EXERCISE TASK
Rewrite the records from their start through the line containing "420 154 486 263", both ends included, keeping every line as it is except that each bounding box coordinate in the answers is increased by 8. Leave the pictures out.

EXCERPTED RECORDS

····················

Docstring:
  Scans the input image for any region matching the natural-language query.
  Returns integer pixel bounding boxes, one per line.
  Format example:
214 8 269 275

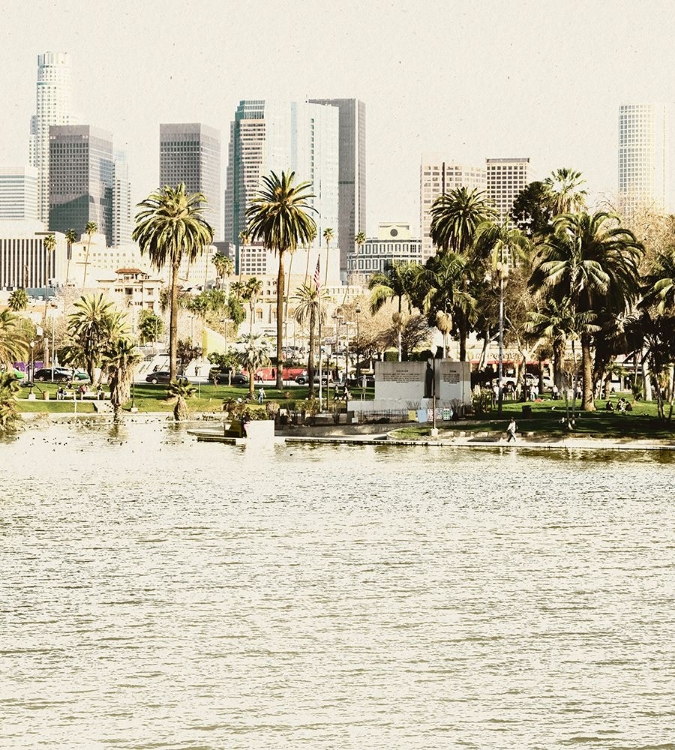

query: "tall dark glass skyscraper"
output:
159 123 222 239
49 125 113 246
308 99 366 277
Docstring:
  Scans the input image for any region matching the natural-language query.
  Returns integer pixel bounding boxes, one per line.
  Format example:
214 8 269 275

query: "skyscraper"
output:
486 157 532 221
111 151 134 247
619 104 668 212
0 167 38 221
49 125 113 246
159 123 222 239
225 100 339 274
30 52 72 224
308 99 366 276
420 154 486 263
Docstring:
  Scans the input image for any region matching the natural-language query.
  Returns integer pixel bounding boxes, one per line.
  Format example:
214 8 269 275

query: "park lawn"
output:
394 400 675 440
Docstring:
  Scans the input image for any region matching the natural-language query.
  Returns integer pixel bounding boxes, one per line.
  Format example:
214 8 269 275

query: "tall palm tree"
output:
529 211 642 411
0 372 21 434
237 333 270 398
82 221 98 290
431 187 496 255
543 168 588 216
246 172 316 389
66 229 77 286
132 183 213 380
7 289 28 312
62 293 127 383
243 276 262 335
322 227 335 286
293 284 326 398
0 310 29 367
103 336 141 422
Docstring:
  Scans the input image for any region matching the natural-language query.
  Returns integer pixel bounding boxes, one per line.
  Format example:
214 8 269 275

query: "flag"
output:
314 256 321 292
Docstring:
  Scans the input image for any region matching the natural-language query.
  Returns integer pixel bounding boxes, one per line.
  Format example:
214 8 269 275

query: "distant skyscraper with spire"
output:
30 52 72 224
619 104 668 213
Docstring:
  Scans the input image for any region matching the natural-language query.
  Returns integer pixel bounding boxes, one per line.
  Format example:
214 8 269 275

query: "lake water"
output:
0 422 675 750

····················

COMPLETE OUTPUT
Docstring:
  Scans the input image for any region matching the natural-language query.
  Returns integer pixel bounding boxes, one per line.
  Format example:
214 8 269 275


query: "tall dark glass skyscraper"
output:
167 131 230 247
57 133 121 254
316 107 374 285
Docstring:
  Scans the input image for any region matching the natural-language query.
  Returns integer pixel bounding boxes, one per line.
  Format example:
214 8 269 275

query: "skyscraper"
output:
494 165 540 229
119 159 142 255
627 112 676 220
8 175 46 229
57 133 121 254
167 131 230 247
233 108 347 282
38 60 80 232
316 107 374 284
428 162 494 271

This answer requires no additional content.